*** TASK INPUT ***
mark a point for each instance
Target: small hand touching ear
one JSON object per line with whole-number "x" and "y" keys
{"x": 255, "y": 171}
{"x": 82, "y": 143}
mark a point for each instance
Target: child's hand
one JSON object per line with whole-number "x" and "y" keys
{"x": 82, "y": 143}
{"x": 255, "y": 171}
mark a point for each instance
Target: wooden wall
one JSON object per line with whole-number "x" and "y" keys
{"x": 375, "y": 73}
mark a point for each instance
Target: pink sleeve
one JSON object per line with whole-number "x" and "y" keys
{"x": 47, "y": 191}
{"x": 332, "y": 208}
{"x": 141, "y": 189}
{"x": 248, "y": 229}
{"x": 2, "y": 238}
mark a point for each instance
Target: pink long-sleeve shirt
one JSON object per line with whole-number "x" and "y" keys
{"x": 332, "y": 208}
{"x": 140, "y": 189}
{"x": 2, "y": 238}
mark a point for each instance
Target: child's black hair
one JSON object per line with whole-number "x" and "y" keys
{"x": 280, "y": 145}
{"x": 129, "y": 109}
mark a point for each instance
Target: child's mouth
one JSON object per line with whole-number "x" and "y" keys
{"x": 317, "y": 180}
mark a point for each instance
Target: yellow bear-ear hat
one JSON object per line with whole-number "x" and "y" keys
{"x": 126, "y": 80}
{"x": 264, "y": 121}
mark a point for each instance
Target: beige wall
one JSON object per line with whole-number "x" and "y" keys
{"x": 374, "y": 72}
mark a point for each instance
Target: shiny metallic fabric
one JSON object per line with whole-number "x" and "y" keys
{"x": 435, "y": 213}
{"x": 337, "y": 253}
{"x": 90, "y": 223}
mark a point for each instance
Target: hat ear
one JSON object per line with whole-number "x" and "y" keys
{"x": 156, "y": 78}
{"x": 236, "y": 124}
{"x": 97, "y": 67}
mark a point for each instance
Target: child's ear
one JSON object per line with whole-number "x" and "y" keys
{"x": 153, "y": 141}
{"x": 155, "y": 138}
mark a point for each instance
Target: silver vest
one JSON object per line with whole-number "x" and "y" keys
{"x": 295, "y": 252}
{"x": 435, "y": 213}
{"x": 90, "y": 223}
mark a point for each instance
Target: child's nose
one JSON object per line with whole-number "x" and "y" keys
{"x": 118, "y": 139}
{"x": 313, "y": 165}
*** End of TASK INPUT ***
▸ **PROBLEM REQUIREMENTS**
A verbatim copy of all the entries is the expected result.

▸ **RESULT**
mark a point for each instance
Target: small hand touching ear
one JSON object per line with whole-number "x" and "y" keys
{"x": 255, "y": 171}
{"x": 82, "y": 143}
mark a point for each instance
Target: child's hand
one JSON object per line with whole-number "x" and "y" keys
{"x": 82, "y": 143}
{"x": 255, "y": 171}
mark a point for each instance
Target: wooden wall
one JSON object per line with whole-number "x" and "y" keys
{"x": 375, "y": 73}
mark a point for each instance
Target: pink sleeve
one JSON object per line with whole-number "x" and "y" keys
{"x": 47, "y": 191}
{"x": 332, "y": 208}
{"x": 141, "y": 189}
{"x": 248, "y": 229}
{"x": 2, "y": 238}
mark a point for each instance
Target: pink long-sleeve shirt
one JSON object per line with whole-number "x" and "y" keys
{"x": 332, "y": 208}
{"x": 140, "y": 189}
{"x": 2, "y": 238}
mark a point for each instance
Target: child's black hair
one JSON object per line with whole-number "x" and "y" keys
{"x": 280, "y": 145}
{"x": 129, "y": 109}
mark a point for each instance
Target: child's mouth
one JSON object per line with whole-number "x" and "y" keys
{"x": 317, "y": 180}
mark a point for each instance
Target: yellow bear-ear hat
one JSON object per line with whole-number "x" and "y" keys
{"x": 126, "y": 80}
{"x": 264, "y": 121}
mark a point for each instance
Target: beige wall
one JSON object per line with whole-number "x" and "y" keys
{"x": 374, "y": 72}
mark a point for each instance
Target: shiny metallic fabric
one JSON object per line with whole-number "x" and "y" keys
{"x": 435, "y": 213}
{"x": 337, "y": 253}
{"x": 90, "y": 223}
mark a point for each instance
Target: hat ear
one JSON object per line with whole-number "x" and "y" keys
{"x": 156, "y": 78}
{"x": 236, "y": 124}
{"x": 97, "y": 67}
mark a point for each instance
Target: child's ear
one JSON object per line with whole-number "x" and "y" keys
{"x": 153, "y": 141}
{"x": 155, "y": 138}
mark a point for each instance
Target: silver vest
one JSON object per line with whole-number "x" and "y" keys
{"x": 295, "y": 252}
{"x": 435, "y": 213}
{"x": 90, "y": 223}
mark a point for each instance
Target: child's nose
one JSON object per line with whole-number "x" and "y" keys
{"x": 118, "y": 139}
{"x": 313, "y": 165}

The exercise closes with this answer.